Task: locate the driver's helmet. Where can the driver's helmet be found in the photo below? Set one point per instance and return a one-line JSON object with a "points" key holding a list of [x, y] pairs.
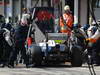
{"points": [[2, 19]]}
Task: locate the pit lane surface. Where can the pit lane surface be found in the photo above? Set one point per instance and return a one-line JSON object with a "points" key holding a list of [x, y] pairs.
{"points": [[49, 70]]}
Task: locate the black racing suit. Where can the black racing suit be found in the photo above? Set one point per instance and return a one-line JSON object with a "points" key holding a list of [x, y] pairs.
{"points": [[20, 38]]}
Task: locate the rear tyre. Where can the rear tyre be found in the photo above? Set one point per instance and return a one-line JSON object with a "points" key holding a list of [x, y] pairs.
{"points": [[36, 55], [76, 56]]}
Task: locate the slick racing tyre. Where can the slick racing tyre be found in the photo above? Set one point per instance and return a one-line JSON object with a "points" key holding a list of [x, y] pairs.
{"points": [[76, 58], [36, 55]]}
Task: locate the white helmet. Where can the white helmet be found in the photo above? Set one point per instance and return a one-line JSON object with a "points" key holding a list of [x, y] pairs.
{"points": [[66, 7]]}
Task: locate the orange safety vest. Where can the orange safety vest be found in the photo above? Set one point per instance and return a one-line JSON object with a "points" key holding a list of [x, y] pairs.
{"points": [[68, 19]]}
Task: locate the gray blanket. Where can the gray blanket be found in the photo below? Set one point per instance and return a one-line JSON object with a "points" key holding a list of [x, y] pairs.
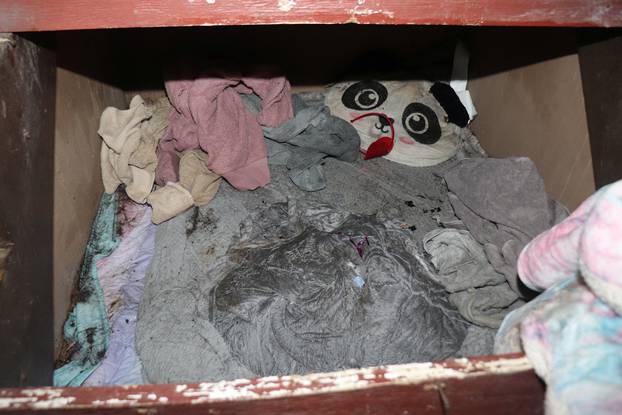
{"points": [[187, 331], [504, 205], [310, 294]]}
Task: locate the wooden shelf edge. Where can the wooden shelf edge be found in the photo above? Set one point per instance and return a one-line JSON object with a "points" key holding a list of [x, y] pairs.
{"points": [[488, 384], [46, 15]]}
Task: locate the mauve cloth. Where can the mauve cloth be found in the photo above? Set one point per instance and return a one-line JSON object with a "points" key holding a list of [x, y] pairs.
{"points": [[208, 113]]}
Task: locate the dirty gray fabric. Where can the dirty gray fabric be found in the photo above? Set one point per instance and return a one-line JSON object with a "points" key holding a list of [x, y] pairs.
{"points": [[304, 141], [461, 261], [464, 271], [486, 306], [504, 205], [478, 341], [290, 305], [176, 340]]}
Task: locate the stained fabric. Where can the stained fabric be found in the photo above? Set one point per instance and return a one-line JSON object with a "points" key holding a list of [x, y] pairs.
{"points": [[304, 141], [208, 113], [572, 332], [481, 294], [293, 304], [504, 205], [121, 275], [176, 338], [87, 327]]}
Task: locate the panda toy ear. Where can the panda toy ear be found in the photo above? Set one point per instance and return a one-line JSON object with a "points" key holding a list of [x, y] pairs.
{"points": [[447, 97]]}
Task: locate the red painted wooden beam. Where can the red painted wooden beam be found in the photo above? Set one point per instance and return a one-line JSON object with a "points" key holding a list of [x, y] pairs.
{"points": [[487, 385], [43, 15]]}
☆ ☆ ☆ ☆ ☆
### [WHAT YOU NEED TO DO]
Answer with the exact lines running from the one that contains "Task: locate the dirty" through the last line of the data. Include no other line.

### [SOLUTION TO THIS EXERCISE]
Task: locate the dirty gray fabric. Where can the dirty gray fabric be found in the photo above? Set one point per instance and return a one-line JSON object with a "points" key holding a list of [x, y] pairs.
{"points": [[304, 141], [461, 261], [464, 271], [486, 306], [504, 205], [478, 341], [290, 305], [176, 340]]}
Task: locate the stained fabric. Where can the stained fabric be found in the photo above? Set one point per instance and return a one-line JSON object with a "points" key holding a list of [x, y] pairs.
{"points": [[304, 141], [208, 113], [572, 332], [481, 294], [293, 304], [504, 205], [121, 275], [176, 338], [87, 327]]}
Task: locate the panda toy ear. Where can the panda toy ear be found in the photo above? Set one point per instance and return a one-line JSON object with a "points" key holding a list of [x, y] pairs.
{"points": [[447, 97]]}
Task: locate the red painted wooden beam. Where can the red painted wooden beam be found in the photo above? Set one point per instance and return a one-line JSON object with a "points" key holding a list of [x, y] pairs.
{"points": [[487, 385], [43, 15]]}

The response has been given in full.